▶ _Что нужно сделать_:
• a. Изложите отрывок о московской жизни Александра Ивановича в двух предложениях.
• b. Воспроизведите часть отрывка о московской жизни Александра Ивановича между словами «Работа, видимо, давала» и «там настоящим хозяином.», включая их.

▶ _Фрагмент документа_:
┌──

Деревня Левыкино и ее обитатели — страница 36 из 77

В Москве Александр Иванович довольно скоро нашел себе занятие и жилье. Ему помог на первых порах Владимир Васильевич Фурсов – наш земляк, один из представителей нашего Мценского уездного мелкопоместного дворянства, успевшего к этому времени превратиться в московского обывателя, мелкого служащего. Мне уже в тридцатые годы довелось знать этого человека, знать его жену, сына и дочь. Из всех их четырех членов семьи некоторые дворянские манеры сохраняла лишь жена и мать Елизавета Васильевна, которая попросту дружила с моей мамой-крестьянкой. Но когда она начинала говорить, то в изысканно-манерной ее речи начинало звучать и превосходство воспитания, и непререкаемое достоинство, и логическая определенность суждений, и сопровождающие их жесты. Она выглядела при этом еще барынькой. Пожалуй, больше ничего от принадлежности к дворянскому сословию в этой семье не оставалось. На стенах в их квартире было много фотографий, но их содержания я не помню. Мой Отец рассказывал, что род помещиков Фурсовых задолго до революции разорился. Все имения были проданы или находились в залоге. Те из этого рода, которые еще оставались в своих оскудевших дворянских гнездах, сблизились с определенной частью крестьянского сословия. Некоторые служили в уездных учреждениях и в коммерческих службах бухгалтерами и управляющими. На бухгалтерской службе в известной московской фирме Ландрина состоял и Владимир Васильевич Фурсов. Он-то, по-видимому, и пристроил к делу моего дядю Александра Ивановича. Должность у него была – каретник. Сейчас ее можно сравнить с должностью экспедитора, развозящего товары по магазинам. Этим же занимался и Александр Иванович. Он развозил конфетную продукцию по мелкооптовым покупателям – хозяевам кондитерских лавок. Развозил в специальных фургонах-каретах. Отсюда и название должности – каретник.

Работа, видимо, давала возможность заработать. Заработок позволил дяде снять приличную трехкомнатную квартиру в том же доме в Гарднеровском переулке, в районе Немецкой улицы, в котором жила и семья Фурсовых. Добившись успешным трудом и коммерческой предприимчивостью достаточного материального обеспечения и самостоятельности, Александр Иванович отправился в деревню сватать себе невесту. Такова была традиция. Да и с деревней он не собирался порывать навсегда. Наоборот, все свои успехи в Москве он подчинял известной только ему цели вернуться в деревню, как только он достигнет возможности стать там настоящим хозяином.

└──

▶ _Сохраненные данные_:

┌──

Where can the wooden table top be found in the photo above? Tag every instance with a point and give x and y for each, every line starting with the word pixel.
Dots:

└──

▶ _Решения по заданиям_:
• a. В Москве Александру Ивановичу помог земляк Владимир Васильевич Фурсов, служивший бухгалтером в фирме Ландрина, и дядя стал каретником, развозившим конфетную продукцию хозяевам кондитерских лавок. Заработок позволил ему снять трехкомнатную квартиру в доме, где жили Фурсовы, а затем он отправился в деревню сватать невесту, желая со временем вернуться туда настоящим хозяином.

• b.
Работа, видимо, давала возможность заработать. Заработок позволил дяде снять приличную трехкомнатную квартиру в том же доме в Гарднеровском переулке, в районе Немецкой улицы, в котором жила и семья Фурсовых. Добившись успешным трудом и коммерческой предприимчивостью достаточного материального обеспечения и самостоятельности, Александр Иванович отправился в деревню сватать себе невесту. Такова была традиция. Да и с деревней он не собирался порывать навсегда. Наоборот, все свои успехи в Москве он подчинял известной только ему цели вернуться в деревню, как только он достигнет возможности стать там настоящим хозяином.